WHAT YOU HAVE TO DO: Output only the lines below from the one containing "positive clicks: (91, 59)" to the one containing "negative clicks: (105, 57) (56, 76)", exactly as written, both ends kept.

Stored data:

........

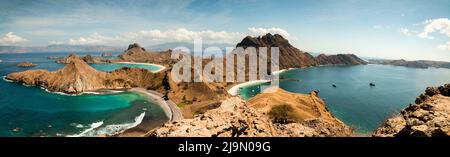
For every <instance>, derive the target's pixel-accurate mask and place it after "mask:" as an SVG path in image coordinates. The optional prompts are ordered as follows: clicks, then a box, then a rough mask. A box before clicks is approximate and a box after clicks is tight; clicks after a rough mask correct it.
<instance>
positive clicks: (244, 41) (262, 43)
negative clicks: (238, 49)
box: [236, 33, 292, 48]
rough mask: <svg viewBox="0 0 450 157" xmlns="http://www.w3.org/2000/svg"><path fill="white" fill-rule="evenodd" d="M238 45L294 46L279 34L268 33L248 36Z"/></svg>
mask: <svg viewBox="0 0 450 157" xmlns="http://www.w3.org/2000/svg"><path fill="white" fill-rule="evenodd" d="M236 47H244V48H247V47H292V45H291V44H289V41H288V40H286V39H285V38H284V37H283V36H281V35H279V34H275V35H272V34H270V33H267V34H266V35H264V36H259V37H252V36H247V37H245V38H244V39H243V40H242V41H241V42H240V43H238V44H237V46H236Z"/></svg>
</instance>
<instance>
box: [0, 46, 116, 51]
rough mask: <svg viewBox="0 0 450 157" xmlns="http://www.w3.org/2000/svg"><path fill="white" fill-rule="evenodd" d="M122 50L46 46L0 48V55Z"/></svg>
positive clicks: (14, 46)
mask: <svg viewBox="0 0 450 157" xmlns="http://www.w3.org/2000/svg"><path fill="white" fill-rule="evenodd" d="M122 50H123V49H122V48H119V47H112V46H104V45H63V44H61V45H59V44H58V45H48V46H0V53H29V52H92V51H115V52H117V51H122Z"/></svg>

........

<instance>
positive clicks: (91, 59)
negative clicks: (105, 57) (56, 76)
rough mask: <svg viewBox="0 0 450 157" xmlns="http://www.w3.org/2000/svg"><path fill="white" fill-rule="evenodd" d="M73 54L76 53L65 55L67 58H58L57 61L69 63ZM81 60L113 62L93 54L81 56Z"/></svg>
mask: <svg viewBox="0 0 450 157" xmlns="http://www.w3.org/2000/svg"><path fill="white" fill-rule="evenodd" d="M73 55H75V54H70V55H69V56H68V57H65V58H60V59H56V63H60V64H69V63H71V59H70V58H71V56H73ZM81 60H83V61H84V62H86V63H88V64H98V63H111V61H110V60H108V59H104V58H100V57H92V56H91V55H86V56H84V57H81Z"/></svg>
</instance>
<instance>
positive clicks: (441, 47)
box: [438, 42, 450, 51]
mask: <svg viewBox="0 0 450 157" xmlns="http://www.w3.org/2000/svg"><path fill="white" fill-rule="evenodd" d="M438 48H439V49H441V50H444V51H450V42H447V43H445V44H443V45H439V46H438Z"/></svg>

........

REPLY TO THE TASK:
positive clicks: (91, 59)
negative clicks: (105, 57) (56, 76)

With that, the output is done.